Reproduce verbatim every line of the entries, starting at the line that contains "ground**, I would be grateful." and continuing through the end of the entries.
* Start RECORDS SHOWN *
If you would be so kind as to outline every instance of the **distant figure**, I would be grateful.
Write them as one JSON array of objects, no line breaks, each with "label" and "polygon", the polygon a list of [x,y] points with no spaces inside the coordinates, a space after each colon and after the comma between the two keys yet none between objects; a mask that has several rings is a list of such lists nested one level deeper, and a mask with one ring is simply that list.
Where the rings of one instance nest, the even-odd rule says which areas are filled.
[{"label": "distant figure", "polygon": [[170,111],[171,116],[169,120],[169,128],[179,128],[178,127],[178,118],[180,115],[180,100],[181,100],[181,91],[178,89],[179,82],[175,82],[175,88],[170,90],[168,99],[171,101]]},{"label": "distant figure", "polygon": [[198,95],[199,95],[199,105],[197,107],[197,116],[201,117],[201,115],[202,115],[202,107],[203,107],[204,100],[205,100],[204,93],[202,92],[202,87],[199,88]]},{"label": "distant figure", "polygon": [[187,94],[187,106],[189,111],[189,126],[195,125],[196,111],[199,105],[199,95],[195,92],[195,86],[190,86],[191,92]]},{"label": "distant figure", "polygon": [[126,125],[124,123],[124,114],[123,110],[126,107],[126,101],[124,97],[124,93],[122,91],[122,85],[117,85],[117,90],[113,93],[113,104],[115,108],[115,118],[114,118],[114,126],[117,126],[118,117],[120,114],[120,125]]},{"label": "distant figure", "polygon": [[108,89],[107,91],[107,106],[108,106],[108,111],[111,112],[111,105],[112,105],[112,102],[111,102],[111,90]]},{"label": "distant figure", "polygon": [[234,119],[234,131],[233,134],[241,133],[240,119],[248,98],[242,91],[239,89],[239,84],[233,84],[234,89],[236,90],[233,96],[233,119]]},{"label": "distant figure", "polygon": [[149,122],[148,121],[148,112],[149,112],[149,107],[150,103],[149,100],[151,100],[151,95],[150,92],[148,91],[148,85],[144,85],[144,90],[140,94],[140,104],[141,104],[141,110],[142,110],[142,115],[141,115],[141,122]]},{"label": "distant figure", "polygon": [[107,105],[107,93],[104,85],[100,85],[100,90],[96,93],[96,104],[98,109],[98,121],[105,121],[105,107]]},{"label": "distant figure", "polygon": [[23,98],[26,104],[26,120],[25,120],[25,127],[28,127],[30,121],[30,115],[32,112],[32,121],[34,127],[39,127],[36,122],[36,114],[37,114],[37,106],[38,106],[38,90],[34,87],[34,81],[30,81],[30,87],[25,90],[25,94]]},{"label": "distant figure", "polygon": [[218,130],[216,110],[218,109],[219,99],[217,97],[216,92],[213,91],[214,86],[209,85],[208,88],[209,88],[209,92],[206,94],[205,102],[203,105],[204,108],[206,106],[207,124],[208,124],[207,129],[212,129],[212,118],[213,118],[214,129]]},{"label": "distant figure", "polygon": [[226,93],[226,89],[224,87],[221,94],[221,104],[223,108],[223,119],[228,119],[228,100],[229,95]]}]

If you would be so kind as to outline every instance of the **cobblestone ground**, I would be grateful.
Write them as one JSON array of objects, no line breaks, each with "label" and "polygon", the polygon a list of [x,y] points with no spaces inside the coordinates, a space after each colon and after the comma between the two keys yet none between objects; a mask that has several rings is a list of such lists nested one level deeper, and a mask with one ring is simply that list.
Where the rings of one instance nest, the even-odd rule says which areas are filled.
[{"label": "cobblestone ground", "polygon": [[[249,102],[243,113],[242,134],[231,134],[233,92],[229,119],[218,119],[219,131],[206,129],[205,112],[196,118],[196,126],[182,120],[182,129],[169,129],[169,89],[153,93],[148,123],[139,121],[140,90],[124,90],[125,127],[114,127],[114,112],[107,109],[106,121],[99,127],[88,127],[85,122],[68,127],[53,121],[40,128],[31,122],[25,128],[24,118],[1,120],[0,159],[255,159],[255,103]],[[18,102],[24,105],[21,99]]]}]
* End RECORDS SHOWN *
= TASK RESPONSE =
If you would be so kind as to outline every instance of the **cobblestone ground**, I would be grateful.
Write them as one JSON array of objects, no line breaks, each with "label" and "polygon", the polygon a list of [x,y] points with no spaces inside the coordinates, a space after each colon and after the comma between the two keys yet none between objects; a mask that has several rings is a list of such lists nested one level deeper, and a mask with one ring is simply that list.
Where the rings of one instance nest, the even-odd rule says which areas are filled.
[{"label": "cobblestone ground", "polygon": [[[249,102],[243,113],[242,134],[231,134],[233,92],[229,119],[218,119],[219,131],[206,129],[205,112],[196,118],[196,126],[182,120],[182,129],[169,129],[169,89],[153,93],[148,123],[139,121],[140,90],[124,90],[125,127],[114,127],[114,112],[107,109],[106,121],[99,127],[88,127],[85,122],[68,127],[53,121],[40,128],[31,122],[25,128],[24,118],[1,120],[0,159],[255,159],[255,103]],[[18,102],[24,105],[21,99]]]}]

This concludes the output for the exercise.